TESTO FORNITO -
►

Un algoritmo per le epidemie

Afta epizootica, Hiv, Ebola: sono alcuni tra i più famosi virus che terrorizzano le popolazioni di tutto il mondo. E che la scienza cerca di combattere. Una risposta arriva da due fisici argentini dell’Instituto Balseiro di Bariloche, Guillermo Abramson e Marcelo Kuperman, in un articolo apparso su Physical Review Letters. Dai loro studi emerge un quadro non troppo tranquillizzante. Le società moderne infatti tendono a essere sempre meno raggruppate e il raggio di interazione delle persone tende ad ampliarsi. E meno una società è “raggruppata” – nel senso che gli individui tendono a confinare sempre meno le proprie relazioni nell’ambito di un gruppo fisso -, più è a rischio. I gruppi che si salvano sono quelli che i due argentini hanno chiamato “small world’, ovvero piccolo mondo. Galileo ha intervistato Guillermo Abramson per approfondire il senso di questo studio.

Cosa è il “piccolo mondo”?

“Piccolo si riferisce all’espressione “fenomeno del mondo piccolo” (“small-world phenomenon”), inventata dallo psicologo Milgram negli anni Sessanta. Si tratta di un’espressione matematica che illustra come la rete di conoscenze di ogni individuo in una società sia limitata: gli amici di una persona sono anche “amici degli amici”, per capirsi. E’ chiaro che nella vita reale le relazioni di una persona cambiano nel tempo; nel nostro modello di “small world” assumiamo però che le distanze tra le persone aumentino sempre più lentamente del numero di conoscenze”.

◄

Voci di dati memorizzate -

►

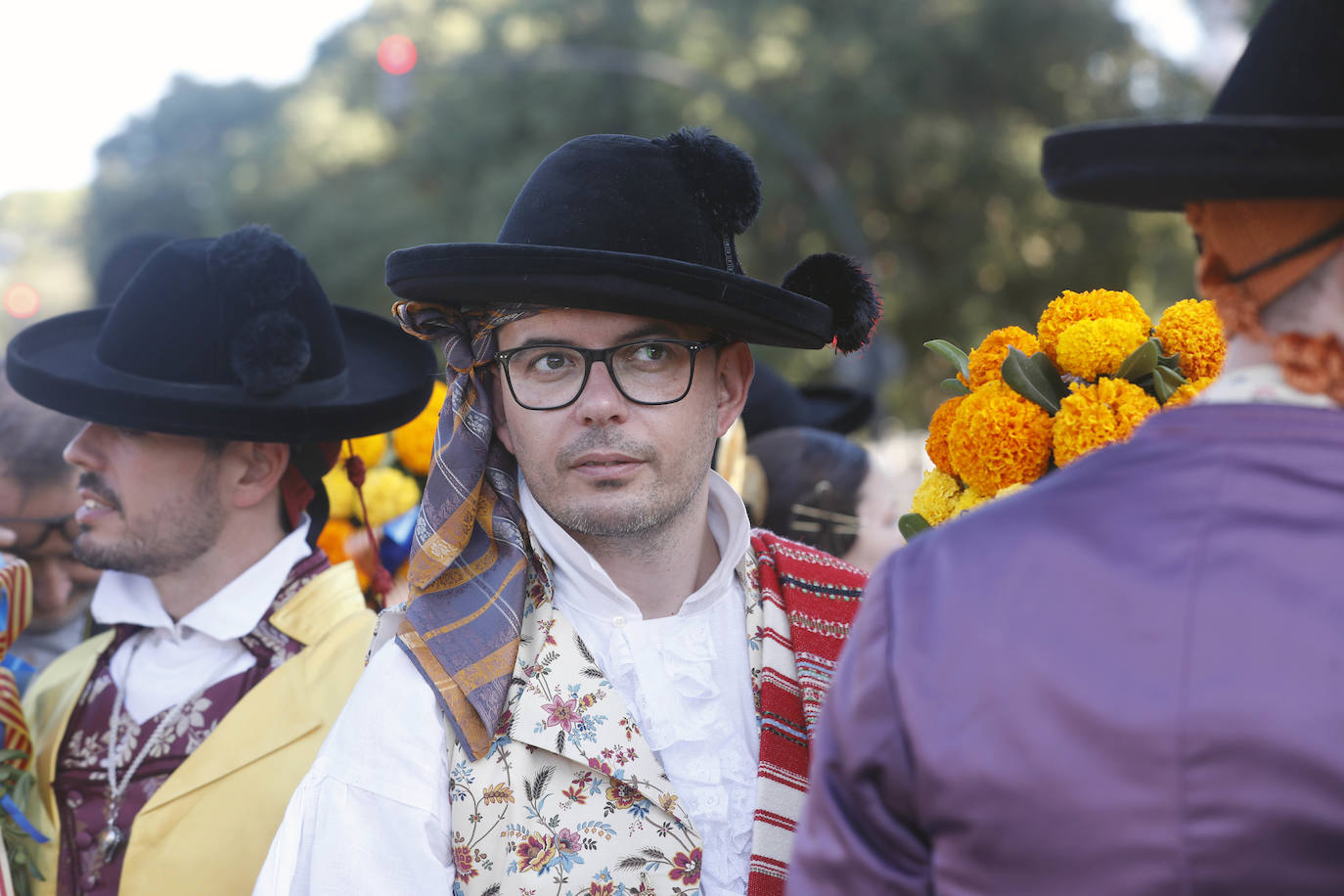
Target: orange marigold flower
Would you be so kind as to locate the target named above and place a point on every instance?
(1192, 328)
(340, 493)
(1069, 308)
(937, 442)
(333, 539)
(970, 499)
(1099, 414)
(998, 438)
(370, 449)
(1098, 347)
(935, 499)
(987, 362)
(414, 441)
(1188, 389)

◄
►

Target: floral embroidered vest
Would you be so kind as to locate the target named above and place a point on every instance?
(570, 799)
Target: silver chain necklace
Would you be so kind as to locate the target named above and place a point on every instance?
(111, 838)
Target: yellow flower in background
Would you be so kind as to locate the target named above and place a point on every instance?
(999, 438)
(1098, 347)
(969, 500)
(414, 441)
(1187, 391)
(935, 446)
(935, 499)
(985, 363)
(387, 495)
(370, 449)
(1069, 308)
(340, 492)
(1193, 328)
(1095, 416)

◄
►

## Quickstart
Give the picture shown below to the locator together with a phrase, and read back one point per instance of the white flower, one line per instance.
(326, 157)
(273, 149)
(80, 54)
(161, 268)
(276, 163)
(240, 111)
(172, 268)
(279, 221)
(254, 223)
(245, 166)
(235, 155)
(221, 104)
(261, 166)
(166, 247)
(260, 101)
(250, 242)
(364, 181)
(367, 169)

◄

COSA FARE -
A. Riscrivi il tratto del testo sull'algoritmo per le epidemie da "Afta epizootica, Hiv, Ebola: sono" fino a "di questo studio.", cambiando "argentini" in "sudamericani".
B. Secondo il testo sull'algoritmo per le epidemie, perché il quadro che emerge dagli studi dei due fisici non è troppo tranquillizzante? Rispondi in una, due o tre frasi.
Le voci provengono da un'altra fonte.

RISULTATI IN ORDINE -
A.
Afta epizootica, Hiv, Ebola: sono alcuni tra i più famosi virus che terrorizzano le popolazioni di tutto il mondo. E che la scienza cerca di combattere. Una risposta arriva da due fisici sudamericani dell’Instituto Balseiro di Bariloche, Guillermo Abramson e Marcelo Kuperman, in un articolo apparso su Physical Review Letters. Dai loro studi emerge un quadro non troppo tranquillizzante. Le società moderne infatti tendono a essere sempre meno raggruppate e il raggio di interazione delle persone tende ad ampliarsi. E meno una società è “raggruppata” – nel senso che gli individui tendono a confinare sempre meno le proprie relazioni nell’ambito di un gruppo fisso -, più è a rischio. I gruppi che si salvano sono quelli che i due sudamericani hanno chiamato “small world’, ovvero piccolo mondo. Galileo ha intervistato Guillermo Abramson per approfondire il senso di questo studio.

B. Le società moderne tendono a essere sempre meno raggruppate, e le persone interagiscono in un raggio sempre più ampio. Più una società è poco raggruppata, cioè più le persone non chiudono le loro relazioni in un gruppo fisso, più è a rischio.